• [What to work on] Return each line of the items below that contains the string "person". The match is case-sensitive.
^^^^
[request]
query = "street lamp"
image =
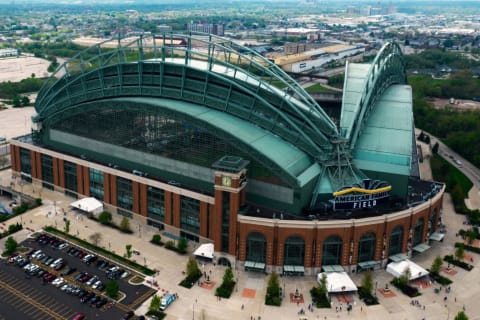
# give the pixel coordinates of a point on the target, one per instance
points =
^^^^
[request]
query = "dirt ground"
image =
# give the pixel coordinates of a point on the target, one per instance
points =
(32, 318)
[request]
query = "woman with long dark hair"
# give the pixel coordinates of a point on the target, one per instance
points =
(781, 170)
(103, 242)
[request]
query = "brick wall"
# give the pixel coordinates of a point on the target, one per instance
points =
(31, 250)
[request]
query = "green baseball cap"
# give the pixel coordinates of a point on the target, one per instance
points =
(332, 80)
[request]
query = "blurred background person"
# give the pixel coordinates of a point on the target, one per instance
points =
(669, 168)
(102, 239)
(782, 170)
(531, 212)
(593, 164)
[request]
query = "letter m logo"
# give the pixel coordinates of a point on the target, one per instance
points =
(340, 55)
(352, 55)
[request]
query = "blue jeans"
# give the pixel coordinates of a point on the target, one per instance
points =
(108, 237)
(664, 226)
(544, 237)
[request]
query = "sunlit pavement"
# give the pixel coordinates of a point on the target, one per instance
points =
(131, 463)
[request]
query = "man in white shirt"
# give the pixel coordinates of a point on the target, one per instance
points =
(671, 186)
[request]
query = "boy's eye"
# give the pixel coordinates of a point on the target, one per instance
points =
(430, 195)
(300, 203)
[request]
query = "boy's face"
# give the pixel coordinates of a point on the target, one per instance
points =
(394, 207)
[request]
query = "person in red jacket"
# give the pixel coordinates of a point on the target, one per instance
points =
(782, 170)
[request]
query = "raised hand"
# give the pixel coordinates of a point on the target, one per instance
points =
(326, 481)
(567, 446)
^^^^
• [Full solution]
query = "blurred background person"
query = "person in red jacket"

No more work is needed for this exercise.